• Direction:
Print, please, the line that contains "the dark hardwood" and each line after it to the end of the entries, unchanged and with nothing else.

-------- Task input --------

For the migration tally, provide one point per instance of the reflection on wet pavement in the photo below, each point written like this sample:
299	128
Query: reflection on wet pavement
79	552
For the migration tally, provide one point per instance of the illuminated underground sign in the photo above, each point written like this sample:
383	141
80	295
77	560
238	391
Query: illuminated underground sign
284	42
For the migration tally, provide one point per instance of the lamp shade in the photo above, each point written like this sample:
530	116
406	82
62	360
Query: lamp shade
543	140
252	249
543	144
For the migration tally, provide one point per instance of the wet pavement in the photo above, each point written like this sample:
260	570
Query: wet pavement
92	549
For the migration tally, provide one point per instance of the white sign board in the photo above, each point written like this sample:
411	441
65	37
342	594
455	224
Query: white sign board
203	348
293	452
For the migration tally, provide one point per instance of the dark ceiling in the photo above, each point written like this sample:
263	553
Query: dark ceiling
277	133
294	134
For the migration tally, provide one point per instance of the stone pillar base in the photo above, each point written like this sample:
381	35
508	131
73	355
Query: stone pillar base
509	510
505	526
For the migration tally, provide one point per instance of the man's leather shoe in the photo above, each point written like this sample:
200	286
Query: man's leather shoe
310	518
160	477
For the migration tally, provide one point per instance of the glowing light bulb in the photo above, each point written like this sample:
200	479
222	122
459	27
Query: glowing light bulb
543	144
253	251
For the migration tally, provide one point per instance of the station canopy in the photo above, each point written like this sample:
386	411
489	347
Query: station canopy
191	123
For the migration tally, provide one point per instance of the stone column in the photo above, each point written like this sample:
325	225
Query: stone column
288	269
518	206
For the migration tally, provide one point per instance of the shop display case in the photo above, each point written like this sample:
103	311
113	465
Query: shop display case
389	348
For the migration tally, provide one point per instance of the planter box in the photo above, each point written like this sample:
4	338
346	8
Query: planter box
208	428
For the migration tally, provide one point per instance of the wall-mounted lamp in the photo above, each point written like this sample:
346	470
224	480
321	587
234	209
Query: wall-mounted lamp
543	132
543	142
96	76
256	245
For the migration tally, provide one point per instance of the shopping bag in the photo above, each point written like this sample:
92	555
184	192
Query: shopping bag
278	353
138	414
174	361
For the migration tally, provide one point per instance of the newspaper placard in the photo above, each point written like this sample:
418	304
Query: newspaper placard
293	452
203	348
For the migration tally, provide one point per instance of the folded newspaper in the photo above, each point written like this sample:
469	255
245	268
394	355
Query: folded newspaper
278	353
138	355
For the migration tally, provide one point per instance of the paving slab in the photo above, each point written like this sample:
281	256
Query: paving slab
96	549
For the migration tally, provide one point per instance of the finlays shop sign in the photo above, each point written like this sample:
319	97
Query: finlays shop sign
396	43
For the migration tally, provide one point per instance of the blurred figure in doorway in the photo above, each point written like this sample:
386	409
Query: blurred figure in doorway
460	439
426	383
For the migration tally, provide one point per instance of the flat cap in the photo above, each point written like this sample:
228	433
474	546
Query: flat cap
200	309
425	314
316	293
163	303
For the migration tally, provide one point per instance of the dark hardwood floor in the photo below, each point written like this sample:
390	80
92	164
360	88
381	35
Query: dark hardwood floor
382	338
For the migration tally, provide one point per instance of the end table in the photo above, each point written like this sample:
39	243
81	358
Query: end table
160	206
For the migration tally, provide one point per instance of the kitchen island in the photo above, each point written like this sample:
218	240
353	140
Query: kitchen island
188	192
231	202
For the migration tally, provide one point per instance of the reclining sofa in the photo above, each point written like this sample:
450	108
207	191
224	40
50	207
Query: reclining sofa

--------

• Solved problem:
For the migration tally, provide one point per instance of the dark hardwood floor in the photo below, each point written like this sample:
390	80
92	164
360	88
381	35
Query: dark hardwood floor
382	338
For the migration tally, provide one point per instance of the end table in the photo above, each point written like this sample:
39	243
81	358
Query: end table
160	206
For the migration tally, provide one point per instance of the kitchen island in the photo above, each point written like this sample:
218	240
353	140
Query: kitchen island
188	192
231	202
For the migration tally, provide one point per instance of the reclining sofa in the photo above, each point written like this sample:
450	108
207	191
224	40
50	207
Query: reclining sofa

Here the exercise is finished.